§ **文書の一節**:
● ● ● ● ●

「それまで進学実績がなかった国公立大の合格者が出ると、われわれも進む方向性に自信を持ちました。生徒の頑張りに教職員も励まされた。以前は、時に『国公立大なら推薦でも』という気持ちになったのですが、現在は『一般入試で戦う』思いが強いです」(教頭の滑川孝則氏)
「7・5・3」の目標のうち、実現が難しいと思われた「3」(国公立大30人合格)を最初に達成し、教職員も自信を深めた。成功事例に学び、外部の知恵を導入して教育環境を整備。これに基づく授業を受けた生徒が結果を出したことで、PDCAが回っていったのだ。
通信制も全日制も「面倒見のよい学校」
同校のもう1つの特徴である「通信制」も紹介しよう。2003年に開校した通信制では、「面倒見のよい安全安心な学校」を掲げた。生徒の中には、全日制を退学した人もいれば、さまざまな事情で高校進学を果たせなかった人もいる。「1人ひとりに寄り添い、見失った自分のよさや可能性に気づいてもらう」がモットーだ。今では、国立大学やMARCHクラスの私立大に進学する生徒も出てきた。現在は全日制で約1100人、通信制で約700人が在籍する。

● ● ● ● ●

[座標注釈の記録]
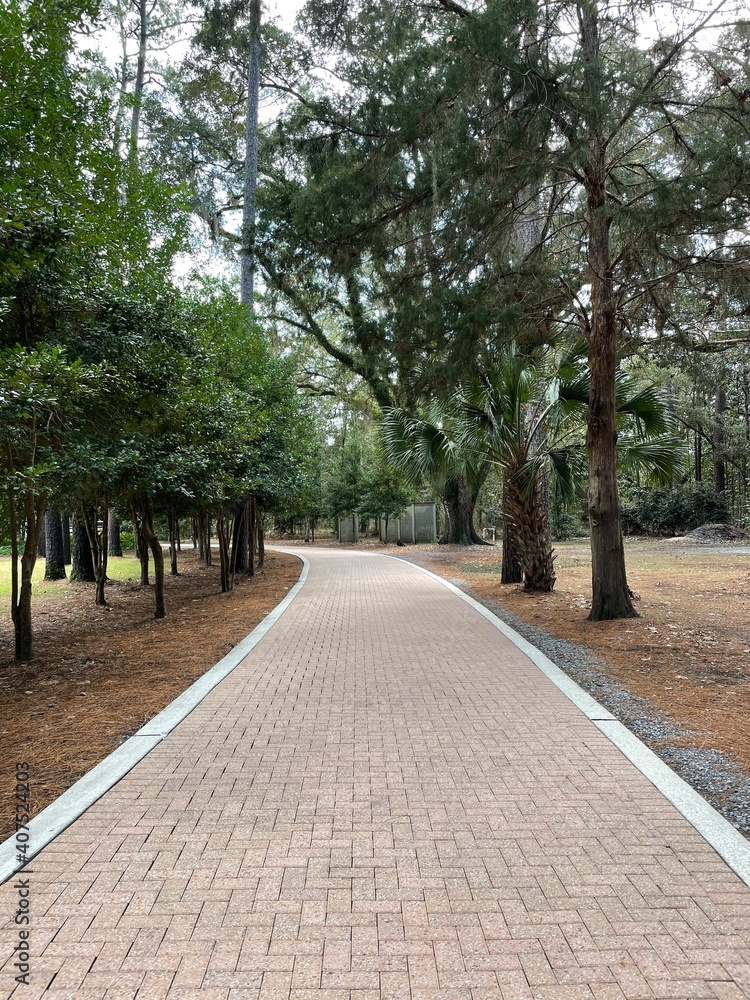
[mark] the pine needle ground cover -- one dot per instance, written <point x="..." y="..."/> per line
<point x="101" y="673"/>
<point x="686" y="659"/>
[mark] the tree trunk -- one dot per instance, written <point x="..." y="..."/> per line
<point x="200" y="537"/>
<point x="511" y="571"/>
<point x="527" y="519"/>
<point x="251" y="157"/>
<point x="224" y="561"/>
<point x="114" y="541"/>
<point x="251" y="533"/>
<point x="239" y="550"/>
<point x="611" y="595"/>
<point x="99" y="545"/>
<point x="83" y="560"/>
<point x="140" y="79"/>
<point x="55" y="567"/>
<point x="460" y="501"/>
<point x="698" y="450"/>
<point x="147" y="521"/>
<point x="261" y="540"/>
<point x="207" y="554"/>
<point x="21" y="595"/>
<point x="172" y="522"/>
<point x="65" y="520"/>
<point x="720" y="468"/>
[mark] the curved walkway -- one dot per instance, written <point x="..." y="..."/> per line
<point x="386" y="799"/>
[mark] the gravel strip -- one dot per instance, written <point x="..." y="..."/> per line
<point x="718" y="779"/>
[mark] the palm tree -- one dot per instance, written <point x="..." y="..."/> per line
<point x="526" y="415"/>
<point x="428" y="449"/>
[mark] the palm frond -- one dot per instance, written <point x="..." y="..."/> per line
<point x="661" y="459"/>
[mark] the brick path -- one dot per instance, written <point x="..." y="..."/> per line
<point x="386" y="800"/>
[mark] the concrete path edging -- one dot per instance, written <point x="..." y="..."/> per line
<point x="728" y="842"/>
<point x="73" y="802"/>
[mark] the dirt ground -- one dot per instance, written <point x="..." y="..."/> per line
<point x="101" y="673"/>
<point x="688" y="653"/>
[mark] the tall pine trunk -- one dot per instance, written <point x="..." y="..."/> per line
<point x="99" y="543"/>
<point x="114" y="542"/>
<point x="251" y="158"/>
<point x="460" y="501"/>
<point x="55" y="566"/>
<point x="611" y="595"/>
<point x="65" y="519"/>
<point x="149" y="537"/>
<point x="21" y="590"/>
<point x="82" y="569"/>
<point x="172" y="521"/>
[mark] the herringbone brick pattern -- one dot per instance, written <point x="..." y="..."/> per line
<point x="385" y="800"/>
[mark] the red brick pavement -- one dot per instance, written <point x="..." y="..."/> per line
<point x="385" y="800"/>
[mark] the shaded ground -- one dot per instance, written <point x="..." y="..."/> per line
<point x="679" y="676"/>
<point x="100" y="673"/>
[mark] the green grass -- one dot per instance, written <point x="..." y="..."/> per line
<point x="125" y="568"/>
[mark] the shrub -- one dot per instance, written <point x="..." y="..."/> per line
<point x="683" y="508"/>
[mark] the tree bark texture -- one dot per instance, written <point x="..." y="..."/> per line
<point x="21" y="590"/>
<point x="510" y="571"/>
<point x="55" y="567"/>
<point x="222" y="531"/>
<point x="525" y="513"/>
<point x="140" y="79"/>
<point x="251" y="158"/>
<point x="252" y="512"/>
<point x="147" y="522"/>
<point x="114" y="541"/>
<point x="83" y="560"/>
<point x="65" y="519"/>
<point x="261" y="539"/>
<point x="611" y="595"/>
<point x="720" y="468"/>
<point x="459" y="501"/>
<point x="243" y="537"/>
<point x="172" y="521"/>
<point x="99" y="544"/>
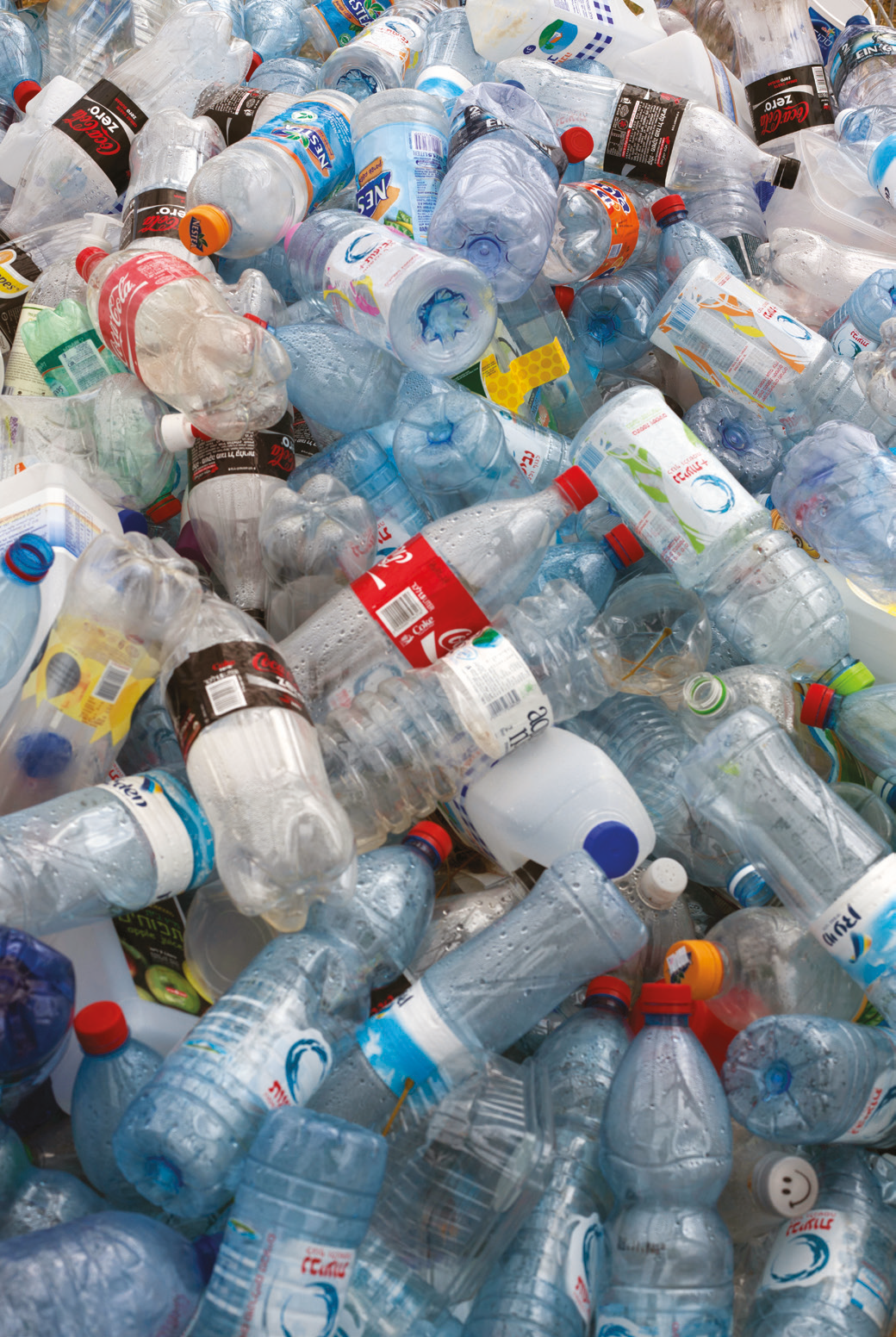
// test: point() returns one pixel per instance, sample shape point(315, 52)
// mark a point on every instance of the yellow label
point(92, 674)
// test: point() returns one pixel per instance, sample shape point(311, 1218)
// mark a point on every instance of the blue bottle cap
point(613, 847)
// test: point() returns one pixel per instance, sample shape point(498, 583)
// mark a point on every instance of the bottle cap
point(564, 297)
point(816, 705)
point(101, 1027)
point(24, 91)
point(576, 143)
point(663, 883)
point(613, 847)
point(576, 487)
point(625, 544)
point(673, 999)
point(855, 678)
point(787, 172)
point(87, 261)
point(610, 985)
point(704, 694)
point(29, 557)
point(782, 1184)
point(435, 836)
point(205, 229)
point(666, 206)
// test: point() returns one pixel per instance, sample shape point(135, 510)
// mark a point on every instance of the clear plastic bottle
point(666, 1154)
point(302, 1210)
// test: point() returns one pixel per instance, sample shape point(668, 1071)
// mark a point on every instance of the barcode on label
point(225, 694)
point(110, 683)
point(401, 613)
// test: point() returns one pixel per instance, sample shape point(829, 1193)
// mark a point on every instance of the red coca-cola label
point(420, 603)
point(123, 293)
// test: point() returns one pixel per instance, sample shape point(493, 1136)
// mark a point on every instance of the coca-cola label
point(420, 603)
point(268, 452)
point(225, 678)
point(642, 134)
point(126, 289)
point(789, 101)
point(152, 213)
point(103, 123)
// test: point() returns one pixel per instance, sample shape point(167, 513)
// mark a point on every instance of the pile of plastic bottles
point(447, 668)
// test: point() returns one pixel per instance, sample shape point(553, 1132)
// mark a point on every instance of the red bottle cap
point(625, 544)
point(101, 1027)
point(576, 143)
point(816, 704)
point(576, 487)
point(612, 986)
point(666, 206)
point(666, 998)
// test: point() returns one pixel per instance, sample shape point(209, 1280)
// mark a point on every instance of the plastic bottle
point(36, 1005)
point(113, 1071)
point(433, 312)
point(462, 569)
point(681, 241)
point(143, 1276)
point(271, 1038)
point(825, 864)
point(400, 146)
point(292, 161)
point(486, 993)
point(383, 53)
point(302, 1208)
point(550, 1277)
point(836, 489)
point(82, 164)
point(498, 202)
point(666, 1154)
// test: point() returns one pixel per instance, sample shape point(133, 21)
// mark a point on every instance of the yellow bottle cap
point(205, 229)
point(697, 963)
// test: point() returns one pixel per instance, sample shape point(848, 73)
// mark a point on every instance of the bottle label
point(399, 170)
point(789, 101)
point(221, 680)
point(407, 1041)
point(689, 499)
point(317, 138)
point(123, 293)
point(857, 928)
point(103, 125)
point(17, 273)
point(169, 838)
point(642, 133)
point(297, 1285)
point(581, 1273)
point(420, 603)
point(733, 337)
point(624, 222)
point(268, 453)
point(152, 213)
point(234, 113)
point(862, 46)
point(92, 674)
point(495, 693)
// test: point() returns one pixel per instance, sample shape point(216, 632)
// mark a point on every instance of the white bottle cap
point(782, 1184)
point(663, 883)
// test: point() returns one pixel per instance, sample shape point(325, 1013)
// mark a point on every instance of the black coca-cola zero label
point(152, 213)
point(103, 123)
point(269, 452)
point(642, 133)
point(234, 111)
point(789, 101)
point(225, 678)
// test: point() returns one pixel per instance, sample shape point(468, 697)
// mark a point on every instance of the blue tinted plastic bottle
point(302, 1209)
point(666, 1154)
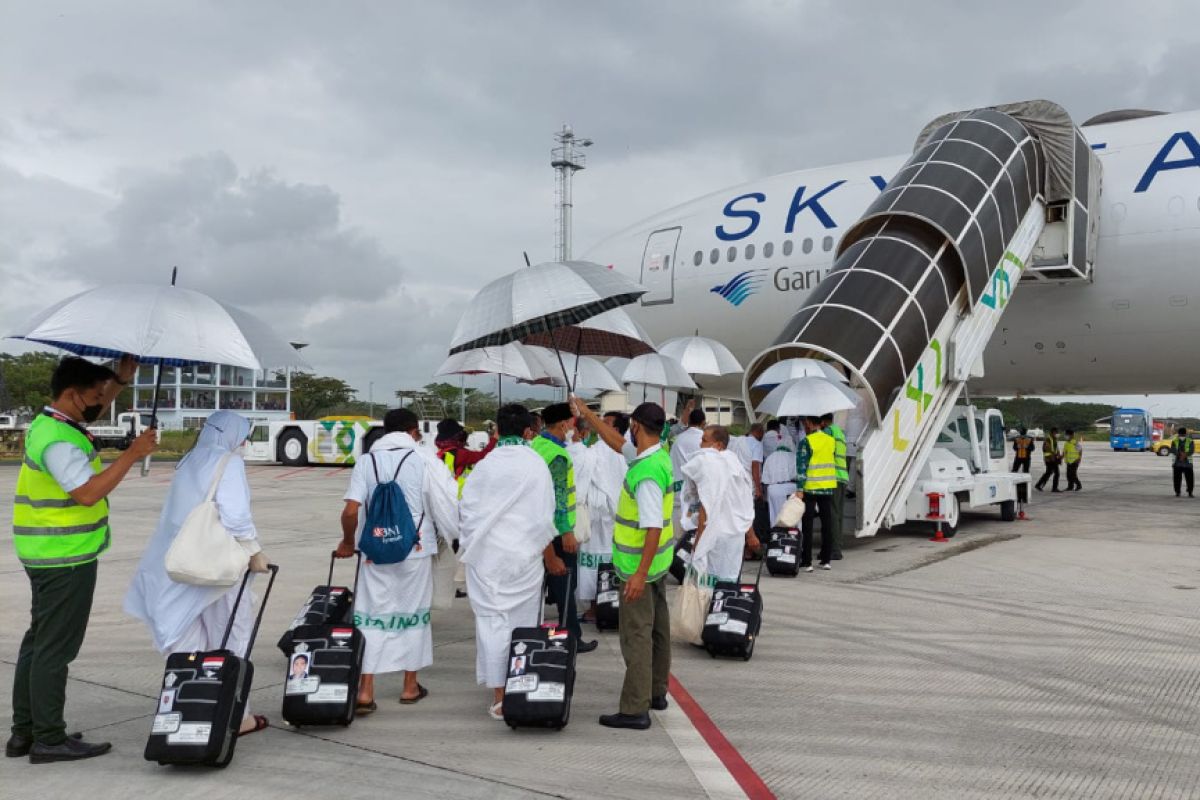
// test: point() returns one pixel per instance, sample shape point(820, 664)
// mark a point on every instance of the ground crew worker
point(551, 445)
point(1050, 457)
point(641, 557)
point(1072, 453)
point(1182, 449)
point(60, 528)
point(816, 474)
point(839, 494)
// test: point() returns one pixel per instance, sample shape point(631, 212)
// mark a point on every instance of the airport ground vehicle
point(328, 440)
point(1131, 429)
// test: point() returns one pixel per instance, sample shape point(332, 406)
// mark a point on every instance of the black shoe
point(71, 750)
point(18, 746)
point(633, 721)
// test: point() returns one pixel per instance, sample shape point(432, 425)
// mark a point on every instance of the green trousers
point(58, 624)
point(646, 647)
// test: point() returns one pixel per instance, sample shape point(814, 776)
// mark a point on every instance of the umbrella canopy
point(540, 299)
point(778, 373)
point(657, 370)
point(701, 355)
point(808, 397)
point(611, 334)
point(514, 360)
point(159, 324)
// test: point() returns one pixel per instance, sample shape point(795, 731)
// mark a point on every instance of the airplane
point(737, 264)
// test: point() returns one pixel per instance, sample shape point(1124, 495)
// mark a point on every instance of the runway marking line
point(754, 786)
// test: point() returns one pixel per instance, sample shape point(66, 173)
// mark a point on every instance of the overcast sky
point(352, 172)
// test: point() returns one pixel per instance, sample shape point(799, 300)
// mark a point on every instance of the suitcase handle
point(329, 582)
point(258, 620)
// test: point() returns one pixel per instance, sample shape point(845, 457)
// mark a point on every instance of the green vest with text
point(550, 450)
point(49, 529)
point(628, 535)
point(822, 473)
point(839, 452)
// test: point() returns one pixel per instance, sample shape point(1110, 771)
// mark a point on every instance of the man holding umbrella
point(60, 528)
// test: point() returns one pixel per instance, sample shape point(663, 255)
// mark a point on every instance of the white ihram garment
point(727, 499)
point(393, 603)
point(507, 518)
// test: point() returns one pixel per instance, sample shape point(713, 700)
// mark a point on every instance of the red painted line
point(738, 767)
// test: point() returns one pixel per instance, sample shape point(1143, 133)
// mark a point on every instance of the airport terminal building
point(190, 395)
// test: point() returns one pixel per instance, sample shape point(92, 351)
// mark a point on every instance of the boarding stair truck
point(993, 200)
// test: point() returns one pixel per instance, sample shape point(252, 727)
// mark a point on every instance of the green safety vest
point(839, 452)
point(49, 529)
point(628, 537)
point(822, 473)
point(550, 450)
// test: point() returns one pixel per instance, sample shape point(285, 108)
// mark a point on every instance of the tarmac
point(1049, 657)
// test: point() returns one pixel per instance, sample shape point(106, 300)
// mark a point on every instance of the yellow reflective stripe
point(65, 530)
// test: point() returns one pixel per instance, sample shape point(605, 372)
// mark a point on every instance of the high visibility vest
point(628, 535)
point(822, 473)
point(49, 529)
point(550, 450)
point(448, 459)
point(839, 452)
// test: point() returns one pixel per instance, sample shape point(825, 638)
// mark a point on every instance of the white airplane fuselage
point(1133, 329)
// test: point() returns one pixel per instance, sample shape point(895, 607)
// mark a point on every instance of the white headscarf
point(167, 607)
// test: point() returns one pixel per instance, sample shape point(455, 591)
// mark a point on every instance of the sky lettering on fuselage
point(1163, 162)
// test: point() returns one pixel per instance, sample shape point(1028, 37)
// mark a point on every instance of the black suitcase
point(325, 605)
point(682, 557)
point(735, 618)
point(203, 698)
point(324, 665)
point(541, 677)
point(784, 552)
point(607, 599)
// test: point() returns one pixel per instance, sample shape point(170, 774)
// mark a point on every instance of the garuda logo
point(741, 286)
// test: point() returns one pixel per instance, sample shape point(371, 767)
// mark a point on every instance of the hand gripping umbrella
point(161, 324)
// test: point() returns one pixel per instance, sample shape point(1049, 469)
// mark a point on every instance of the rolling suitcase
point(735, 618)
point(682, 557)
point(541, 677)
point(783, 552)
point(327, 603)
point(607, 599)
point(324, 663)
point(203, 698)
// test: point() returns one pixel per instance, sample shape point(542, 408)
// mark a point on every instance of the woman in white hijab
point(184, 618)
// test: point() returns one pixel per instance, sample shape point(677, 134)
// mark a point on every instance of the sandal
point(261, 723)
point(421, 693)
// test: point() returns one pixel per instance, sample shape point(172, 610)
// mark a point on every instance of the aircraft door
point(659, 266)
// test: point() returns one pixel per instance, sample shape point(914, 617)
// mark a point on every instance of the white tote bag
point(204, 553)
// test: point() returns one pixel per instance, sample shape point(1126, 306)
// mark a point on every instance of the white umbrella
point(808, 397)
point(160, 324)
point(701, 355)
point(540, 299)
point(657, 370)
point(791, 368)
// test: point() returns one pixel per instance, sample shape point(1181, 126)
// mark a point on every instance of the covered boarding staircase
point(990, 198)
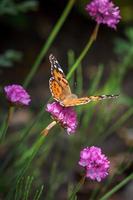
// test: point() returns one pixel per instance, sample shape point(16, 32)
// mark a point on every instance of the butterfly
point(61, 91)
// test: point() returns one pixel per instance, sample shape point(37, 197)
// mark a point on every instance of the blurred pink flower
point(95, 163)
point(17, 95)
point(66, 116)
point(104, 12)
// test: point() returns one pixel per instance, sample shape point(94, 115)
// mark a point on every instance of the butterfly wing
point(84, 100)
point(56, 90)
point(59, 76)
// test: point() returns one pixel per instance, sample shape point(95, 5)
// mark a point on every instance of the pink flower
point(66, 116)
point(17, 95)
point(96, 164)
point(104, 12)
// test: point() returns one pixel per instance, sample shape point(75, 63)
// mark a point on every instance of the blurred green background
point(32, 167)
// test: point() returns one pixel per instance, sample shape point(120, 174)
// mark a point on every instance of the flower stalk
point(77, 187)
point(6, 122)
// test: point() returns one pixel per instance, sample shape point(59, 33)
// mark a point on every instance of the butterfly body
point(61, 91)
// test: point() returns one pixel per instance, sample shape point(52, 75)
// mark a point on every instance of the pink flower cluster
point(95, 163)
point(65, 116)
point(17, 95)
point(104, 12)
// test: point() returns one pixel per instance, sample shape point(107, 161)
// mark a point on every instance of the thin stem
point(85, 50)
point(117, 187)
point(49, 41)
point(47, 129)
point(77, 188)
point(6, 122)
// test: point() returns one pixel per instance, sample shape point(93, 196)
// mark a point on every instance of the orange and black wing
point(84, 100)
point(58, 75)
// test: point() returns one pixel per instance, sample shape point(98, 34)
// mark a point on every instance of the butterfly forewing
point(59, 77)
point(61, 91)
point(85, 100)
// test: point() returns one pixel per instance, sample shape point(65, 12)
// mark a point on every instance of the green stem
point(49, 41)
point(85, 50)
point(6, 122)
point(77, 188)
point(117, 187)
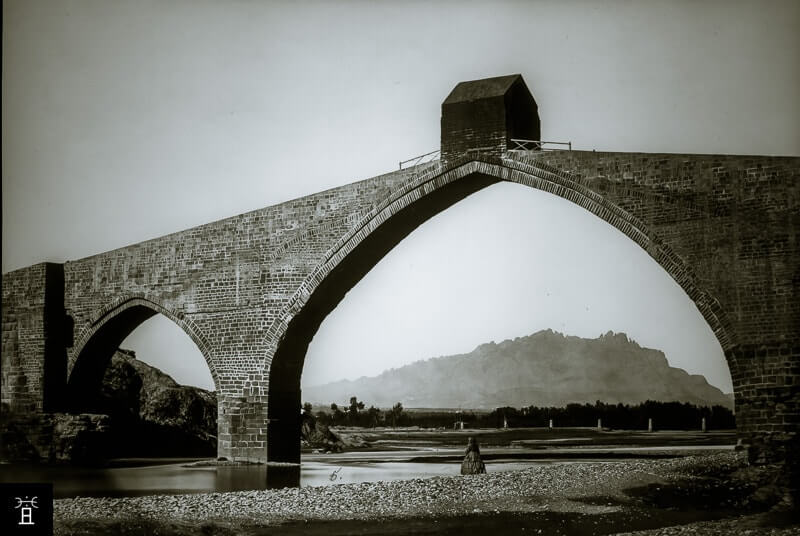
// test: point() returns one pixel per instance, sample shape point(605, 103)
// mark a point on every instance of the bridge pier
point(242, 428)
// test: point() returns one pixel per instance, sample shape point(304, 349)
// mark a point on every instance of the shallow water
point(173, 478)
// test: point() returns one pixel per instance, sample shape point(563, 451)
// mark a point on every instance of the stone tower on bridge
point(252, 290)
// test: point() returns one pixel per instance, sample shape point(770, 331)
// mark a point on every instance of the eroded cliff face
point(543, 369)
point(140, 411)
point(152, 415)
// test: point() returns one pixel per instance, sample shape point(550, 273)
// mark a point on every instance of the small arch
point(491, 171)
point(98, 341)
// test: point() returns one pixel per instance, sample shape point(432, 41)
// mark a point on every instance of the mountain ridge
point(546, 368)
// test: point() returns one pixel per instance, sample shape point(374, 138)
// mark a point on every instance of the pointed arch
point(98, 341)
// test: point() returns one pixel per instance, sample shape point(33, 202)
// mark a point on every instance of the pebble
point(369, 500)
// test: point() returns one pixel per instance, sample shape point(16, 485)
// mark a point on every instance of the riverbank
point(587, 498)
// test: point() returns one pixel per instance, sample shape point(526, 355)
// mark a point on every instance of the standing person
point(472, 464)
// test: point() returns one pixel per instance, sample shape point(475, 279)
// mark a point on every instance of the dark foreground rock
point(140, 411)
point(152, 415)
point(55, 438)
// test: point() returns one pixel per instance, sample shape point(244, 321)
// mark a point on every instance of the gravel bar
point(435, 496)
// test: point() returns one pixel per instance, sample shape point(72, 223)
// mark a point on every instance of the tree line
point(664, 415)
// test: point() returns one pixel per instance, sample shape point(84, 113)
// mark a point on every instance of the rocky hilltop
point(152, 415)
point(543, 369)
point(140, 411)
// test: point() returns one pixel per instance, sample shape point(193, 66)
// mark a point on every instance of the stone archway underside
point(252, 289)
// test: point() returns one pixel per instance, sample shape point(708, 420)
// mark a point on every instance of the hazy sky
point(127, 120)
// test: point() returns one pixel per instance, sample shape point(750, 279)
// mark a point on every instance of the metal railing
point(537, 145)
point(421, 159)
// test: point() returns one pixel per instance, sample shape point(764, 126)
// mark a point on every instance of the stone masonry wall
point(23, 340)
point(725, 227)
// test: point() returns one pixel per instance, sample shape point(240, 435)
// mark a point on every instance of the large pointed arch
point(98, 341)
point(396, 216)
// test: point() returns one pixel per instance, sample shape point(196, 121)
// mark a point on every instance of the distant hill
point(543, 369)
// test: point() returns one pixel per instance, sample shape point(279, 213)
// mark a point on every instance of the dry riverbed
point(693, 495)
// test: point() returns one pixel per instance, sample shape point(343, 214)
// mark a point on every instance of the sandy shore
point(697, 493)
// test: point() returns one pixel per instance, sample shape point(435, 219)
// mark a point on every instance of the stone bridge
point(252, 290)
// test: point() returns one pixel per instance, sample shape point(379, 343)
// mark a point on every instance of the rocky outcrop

● ● ● ● ●

§ **提示された課題**:
学校紹介の文章のうち、「同校のもう1つの特徴である「」から「信制で約700人が在籍する。」までを一字も変えずにすべて書き写してもらえますか。

§ **解答は以下**:
同校のもう1つの特徴である「通信制」も紹介しよう。2003年に開校した通信制では、「面倒見のよい安全安心な学校」を掲げた。生徒の中には、全日制を退学した人もいれば、さまざまな事情で高校進学を果たせなかった人もいる。「1人ひとりに寄り添い、見失った自分のよさや可能性に気づいてもらう」がモットーだ。今では、国立大学やMARCHクラスの私立大に進学する生徒も出てきた。現在は全日制で約1100人、通信制で約700人が在籍する。